Start of Data for processing

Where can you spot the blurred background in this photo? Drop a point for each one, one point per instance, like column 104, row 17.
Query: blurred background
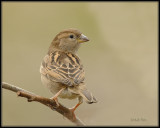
column 120, row 60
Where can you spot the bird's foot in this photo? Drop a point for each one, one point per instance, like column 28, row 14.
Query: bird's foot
column 56, row 100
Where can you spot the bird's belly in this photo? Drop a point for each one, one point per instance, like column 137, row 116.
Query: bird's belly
column 55, row 87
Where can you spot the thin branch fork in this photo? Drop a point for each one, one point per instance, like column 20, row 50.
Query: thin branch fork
column 46, row 101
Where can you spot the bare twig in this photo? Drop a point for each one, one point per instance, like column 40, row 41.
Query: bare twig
column 46, row 101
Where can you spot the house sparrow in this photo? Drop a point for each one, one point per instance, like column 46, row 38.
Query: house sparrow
column 62, row 71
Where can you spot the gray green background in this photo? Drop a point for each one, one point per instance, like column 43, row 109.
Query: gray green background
column 120, row 60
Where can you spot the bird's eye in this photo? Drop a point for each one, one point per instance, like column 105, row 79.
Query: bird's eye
column 71, row 36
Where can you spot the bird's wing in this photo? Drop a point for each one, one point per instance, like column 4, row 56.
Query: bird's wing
column 63, row 67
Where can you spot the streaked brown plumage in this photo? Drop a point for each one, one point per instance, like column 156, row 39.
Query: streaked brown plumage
column 61, row 69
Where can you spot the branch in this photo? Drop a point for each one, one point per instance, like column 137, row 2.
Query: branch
column 46, row 101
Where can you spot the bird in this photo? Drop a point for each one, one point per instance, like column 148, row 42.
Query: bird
column 62, row 70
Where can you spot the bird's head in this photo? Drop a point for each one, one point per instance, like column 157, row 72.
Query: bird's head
column 68, row 40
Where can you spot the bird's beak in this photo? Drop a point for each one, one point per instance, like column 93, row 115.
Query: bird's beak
column 82, row 39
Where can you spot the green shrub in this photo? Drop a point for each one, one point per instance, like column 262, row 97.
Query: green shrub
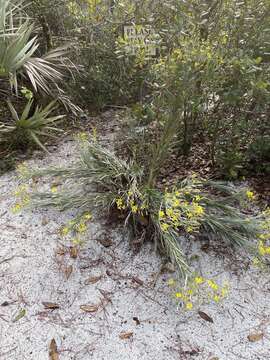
column 191, row 207
column 29, row 127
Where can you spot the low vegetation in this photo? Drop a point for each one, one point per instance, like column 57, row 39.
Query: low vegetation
column 201, row 92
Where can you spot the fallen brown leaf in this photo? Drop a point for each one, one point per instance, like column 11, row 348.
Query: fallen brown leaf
column 51, row 306
column 126, row 335
column 89, row 308
column 53, row 352
column 255, row 337
column 92, row 280
column 205, row 317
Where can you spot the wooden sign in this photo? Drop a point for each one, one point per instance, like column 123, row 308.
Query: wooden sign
column 141, row 37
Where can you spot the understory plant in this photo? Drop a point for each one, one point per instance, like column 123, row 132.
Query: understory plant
column 30, row 127
column 166, row 216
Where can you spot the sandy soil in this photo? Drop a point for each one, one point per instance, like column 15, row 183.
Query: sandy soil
column 36, row 267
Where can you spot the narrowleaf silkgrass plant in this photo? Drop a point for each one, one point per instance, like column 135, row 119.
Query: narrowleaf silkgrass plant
column 100, row 179
column 30, row 127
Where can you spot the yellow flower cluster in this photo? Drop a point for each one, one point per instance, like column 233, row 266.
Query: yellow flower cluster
column 132, row 200
column 77, row 226
column 181, row 208
column 22, row 198
column 81, row 137
column 264, row 236
column 22, row 169
column 199, row 290
column 250, row 195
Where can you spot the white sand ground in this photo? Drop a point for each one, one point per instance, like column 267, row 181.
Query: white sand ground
column 32, row 272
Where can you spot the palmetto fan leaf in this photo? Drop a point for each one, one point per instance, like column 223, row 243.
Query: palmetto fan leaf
column 44, row 71
column 40, row 123
column 17, row 50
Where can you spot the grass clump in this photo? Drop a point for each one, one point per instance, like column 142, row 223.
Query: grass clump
column 191, row 207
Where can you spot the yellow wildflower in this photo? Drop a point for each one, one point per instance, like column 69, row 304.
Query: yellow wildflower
column 212, row 285
column 256, row 262
column 164, row 227
column 16, row 208
column 82, row 136
column 176, row 202
column 199, row 280
column 250, row 195
column 87, row 216
column 171, row 282
column 65, row 231
column 134, row 209
column 261, row 248
column 189, row 305
column 77, row 241
column 54, row 189
column 120, row 204
column 20, row 190
column 198, row 209
column 161, row 214
column 81, row 228
column 22, row 169
column 169, row 212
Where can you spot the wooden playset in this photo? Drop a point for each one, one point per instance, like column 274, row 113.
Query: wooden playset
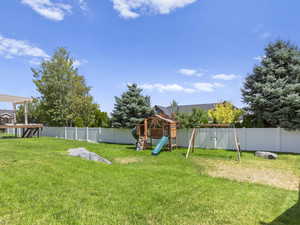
column 195, row 132
column 156, row 127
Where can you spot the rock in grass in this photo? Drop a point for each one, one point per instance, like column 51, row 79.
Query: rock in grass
column 83, row 153
column 266, row 155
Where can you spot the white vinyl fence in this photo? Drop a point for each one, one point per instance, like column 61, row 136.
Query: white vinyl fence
column 251, row 139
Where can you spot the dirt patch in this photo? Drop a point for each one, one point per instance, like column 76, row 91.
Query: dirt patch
column 128, row 160
column 241, row 172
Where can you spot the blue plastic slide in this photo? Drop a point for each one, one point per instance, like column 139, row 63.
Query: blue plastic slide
column 162, row 142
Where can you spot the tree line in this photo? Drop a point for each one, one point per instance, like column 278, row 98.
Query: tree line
column 271, row 93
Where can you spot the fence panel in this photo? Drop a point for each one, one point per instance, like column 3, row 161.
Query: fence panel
column 290, row 141
column 251, row 139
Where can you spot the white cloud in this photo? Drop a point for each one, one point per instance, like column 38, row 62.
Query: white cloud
column 190, row 72
column 207, row 87
column 133, row 8
column 78, row 63
column 10, row 48
column 225, row 76
column 196, row 87
column 83, row 5
column 259, row 58
column 49, row 9
column 265, row 35
column 35, row 61
column 167, row 87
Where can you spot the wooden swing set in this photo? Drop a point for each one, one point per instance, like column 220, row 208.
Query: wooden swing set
column 191, row 146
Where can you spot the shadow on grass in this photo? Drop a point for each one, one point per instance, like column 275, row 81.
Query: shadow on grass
column 289, row 217
column 8, row 137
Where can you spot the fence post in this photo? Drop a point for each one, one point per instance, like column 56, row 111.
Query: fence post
column 66, row 135
column 87, row 134
column 215, row 138
column 245, row 138
column 278, row 139
column 99, row 135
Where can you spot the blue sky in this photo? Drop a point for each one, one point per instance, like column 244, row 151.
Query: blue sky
column 193, row 51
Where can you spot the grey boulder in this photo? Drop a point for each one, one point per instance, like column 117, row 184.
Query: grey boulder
column 83, row 153
column 266, row 155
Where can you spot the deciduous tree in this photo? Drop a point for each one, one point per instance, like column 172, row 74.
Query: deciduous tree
column 225, row 113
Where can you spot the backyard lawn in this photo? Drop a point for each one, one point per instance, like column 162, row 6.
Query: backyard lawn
column 41, row 184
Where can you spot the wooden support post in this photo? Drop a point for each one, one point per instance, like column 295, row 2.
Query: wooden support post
column 26, row 112
column 190, row 143
column 237, row 145
column 14, row 114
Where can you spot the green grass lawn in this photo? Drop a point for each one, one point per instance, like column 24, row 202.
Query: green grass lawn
column 40, row 184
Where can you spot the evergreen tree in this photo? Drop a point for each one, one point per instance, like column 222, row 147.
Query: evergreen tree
column 64, row 96
column 131, row 108
column 272, row 91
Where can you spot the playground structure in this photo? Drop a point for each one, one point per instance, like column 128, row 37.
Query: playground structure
column 191, row 146
column 156, row 127
column 28, row 130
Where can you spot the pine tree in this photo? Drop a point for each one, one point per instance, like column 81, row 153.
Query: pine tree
column 272, row 91
column 131, row 108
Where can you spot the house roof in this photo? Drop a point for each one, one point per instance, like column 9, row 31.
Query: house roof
column 14, row 99
column 4, row 111
column 184, row 108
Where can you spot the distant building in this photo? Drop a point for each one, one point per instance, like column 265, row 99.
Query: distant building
column 169, row 110
column 6, row 116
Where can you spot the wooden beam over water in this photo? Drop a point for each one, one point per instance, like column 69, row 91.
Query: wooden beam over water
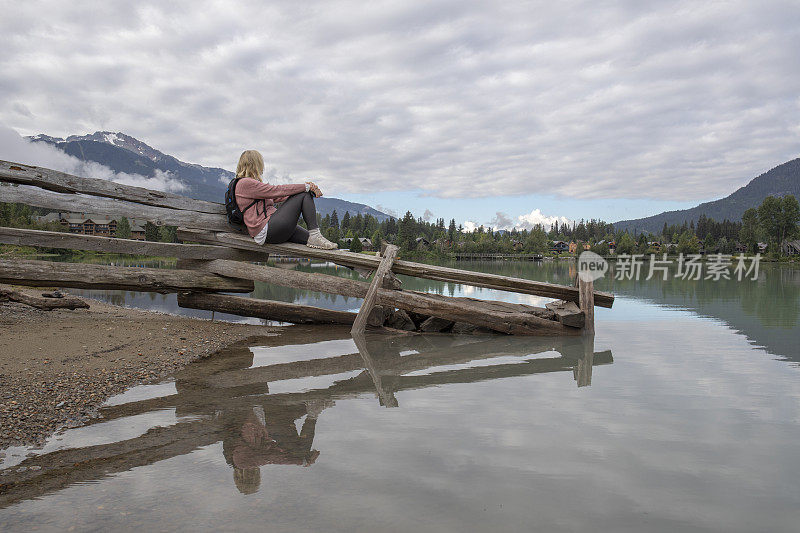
column 71, row 241
column 434, row 272
column 387, row 258
column 498, row 316
column 267, row 309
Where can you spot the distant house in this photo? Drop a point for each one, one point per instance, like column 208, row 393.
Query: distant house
column 93, row 224
column 366, row 244
column 611, row 244
column 791, row 247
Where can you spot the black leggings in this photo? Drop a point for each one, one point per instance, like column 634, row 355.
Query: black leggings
column 283, row 222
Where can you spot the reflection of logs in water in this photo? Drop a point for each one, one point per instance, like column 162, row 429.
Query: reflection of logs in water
column 222, row 388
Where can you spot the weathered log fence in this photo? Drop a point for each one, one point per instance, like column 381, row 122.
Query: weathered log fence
column 213, row 259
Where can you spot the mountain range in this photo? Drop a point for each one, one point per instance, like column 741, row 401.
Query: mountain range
column 123, row 153
column 780, row 181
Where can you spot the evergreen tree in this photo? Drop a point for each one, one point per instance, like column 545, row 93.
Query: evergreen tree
column 123, row 228
column 151, row 232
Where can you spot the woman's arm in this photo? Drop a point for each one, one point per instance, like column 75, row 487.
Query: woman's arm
column 251, row 188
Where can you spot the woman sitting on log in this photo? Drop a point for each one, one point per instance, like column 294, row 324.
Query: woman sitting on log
column 265, row 222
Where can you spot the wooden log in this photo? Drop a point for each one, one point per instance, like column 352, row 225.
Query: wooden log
column 372, row 292
column 159, row 216
column 47, row 304
column 567, row 313
column 56, row 181
column 267, row 309
column 71, row 241
column 499, row 316
column 435, row 324
column 385, row 397
column 84, row 276
column 435, row 272
column 587, row 303
column 399, row 319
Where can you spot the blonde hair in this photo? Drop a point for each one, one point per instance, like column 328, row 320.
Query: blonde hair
column 251, row 165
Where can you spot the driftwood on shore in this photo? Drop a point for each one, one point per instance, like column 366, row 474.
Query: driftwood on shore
column 115, row 245
column 86, row 276
column 46, row 304
column 219, row 263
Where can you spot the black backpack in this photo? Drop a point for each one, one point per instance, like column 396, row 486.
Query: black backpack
column 236, row 215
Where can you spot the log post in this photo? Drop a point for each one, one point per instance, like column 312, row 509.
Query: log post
column 385, row 397
column 586, row 290
column 372, row 293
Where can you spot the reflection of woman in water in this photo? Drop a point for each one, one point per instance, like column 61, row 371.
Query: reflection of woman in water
column 269, row 436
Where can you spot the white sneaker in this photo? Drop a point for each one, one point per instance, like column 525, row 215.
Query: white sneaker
column 316, row 240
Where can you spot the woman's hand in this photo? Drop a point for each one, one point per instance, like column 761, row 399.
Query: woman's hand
column 312, row 187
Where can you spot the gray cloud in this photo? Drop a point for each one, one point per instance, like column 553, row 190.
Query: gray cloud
column 670, row 100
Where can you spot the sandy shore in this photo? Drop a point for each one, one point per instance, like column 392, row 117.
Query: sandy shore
column 57, row 367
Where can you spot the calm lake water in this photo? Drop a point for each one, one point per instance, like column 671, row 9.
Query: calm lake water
column 682, row 414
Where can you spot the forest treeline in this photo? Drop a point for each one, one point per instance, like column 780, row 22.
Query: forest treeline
column 773, row 222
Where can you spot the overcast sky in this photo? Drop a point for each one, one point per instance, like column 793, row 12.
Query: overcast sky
column 577, row 109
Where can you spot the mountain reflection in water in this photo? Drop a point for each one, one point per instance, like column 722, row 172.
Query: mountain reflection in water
column 226, row 398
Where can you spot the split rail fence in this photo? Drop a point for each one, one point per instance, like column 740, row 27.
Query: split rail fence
column 214, row 261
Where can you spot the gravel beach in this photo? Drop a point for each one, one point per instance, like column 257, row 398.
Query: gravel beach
column 57, row 367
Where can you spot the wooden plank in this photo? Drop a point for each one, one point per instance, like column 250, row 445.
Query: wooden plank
column 372, row 293
column 160, row 216
column 56, row 181
column 84, row 276
column 587, row 303
column 435, row 272
column 267, row 309
column 47, row 304
column 508, row 318
column 568, row 313
column 71, row 241
column 385, row 397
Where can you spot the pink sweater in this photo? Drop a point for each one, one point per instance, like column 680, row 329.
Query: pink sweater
column 249, row 189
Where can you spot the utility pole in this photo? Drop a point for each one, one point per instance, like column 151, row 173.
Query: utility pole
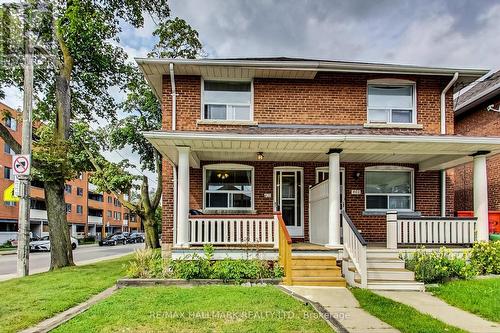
column 23, row 250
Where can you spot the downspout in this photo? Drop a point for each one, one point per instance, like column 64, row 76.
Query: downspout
column 174, row 96
column 443, row 132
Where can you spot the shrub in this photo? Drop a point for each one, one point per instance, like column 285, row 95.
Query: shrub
column 439, row 266
column 485, row 256
column 147, row 264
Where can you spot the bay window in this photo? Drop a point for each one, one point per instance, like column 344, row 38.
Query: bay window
column 391, row 103
column 227, row 100
column 228, row 187
column 389, row 188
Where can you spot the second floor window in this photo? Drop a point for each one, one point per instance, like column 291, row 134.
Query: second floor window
column 227, row 100
column 391, row 104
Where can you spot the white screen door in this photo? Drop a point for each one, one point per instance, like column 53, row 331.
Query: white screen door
column 289, row 198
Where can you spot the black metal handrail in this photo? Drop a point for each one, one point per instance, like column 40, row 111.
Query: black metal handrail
column 354, row 229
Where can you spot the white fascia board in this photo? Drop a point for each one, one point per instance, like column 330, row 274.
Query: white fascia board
column 323, row 138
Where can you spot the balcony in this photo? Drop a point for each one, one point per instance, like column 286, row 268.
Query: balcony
column 94, row 219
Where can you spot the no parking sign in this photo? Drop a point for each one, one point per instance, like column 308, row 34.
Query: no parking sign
column 21, row 165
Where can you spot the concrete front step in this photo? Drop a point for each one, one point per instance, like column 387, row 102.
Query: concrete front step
column 318, row 281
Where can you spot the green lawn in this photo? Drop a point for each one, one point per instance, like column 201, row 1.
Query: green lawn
column 481, row 297
column 26, row 301
column 198, row 309
column 400, row 316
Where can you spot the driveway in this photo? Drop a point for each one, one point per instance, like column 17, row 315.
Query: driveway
column 84, row 254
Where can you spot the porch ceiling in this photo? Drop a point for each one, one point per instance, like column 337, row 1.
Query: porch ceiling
column 429, row 152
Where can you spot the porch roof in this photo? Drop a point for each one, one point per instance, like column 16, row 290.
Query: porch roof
column 300, row 144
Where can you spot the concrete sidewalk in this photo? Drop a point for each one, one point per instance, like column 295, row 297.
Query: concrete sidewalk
column 345, row 308
column 426, row 303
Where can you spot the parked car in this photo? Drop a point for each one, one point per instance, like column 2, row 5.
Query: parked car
column 112, row 240
column 43, row 244
column 136, row 237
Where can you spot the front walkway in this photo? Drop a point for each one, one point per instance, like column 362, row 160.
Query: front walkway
column 345, row 308
column 435, row 307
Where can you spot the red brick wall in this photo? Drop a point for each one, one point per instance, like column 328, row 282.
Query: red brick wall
column 478, row 122
column 332, row 99
column 373, row 228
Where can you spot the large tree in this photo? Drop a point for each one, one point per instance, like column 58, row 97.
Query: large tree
column 78, row 60
column 176, row 39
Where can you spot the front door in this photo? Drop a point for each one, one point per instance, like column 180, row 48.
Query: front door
column 289, row 198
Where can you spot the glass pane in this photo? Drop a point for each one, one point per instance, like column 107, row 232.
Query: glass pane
column 242, row 200
column 401, row 116
column 376, row 202
column 241, row 112
column 288, row 212
column 216, row 200
column 288, row 186
column 388, row 182
column 390, row 97
column 378, row 115
column 229, row 180
column 399, row 202
column 215, row 111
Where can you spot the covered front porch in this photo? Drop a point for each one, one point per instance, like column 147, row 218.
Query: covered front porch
column 320, row 183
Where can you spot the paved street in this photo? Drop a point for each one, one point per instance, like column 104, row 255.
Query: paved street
column 40, row 261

End of Data for processing

▶ **To do**
Only the lines from the beginning of the records up to and including the line with "Where can you spot the gray green" should appear, exactly as they are, and no pictures.

▶ **Answer below**
Where can you spot the blurred background in this photo? Drop a point for each one, one point per instance, like column 104, row 17.
Query: blurred background
column 120, row 60
Where can you spot the bird's foot in this photo? Drop a point for each one, one point per instance, like column 28, row 14.
Query: bird's foot
column 56, row 100
Where can you spot the bird's belly in this photo? Drop a point for each one, one point per instance, like column 137, row 116.
Query: bird's belly
column 55, row 87
Where can you spot the thin branch fork in this photo? Drop a point for each one, one point per instance, like column 20, row 50.
Query: thin branch fork
column 46, row 101
Where can you spot the bare twig in this photo? Drop a point for each one, one point per instance, like column 40, row 41.
Query: bare twig
column 46, row 101
Where can you spot the house sparrow in this photo? Drop a point for each one, one point per instance, like column 46, row 38.
Query: house sparrow
column 62, row 71
Where can you spot the gray green background in this photo? Drop a point for each one, one point per instance, like column 43, row 109.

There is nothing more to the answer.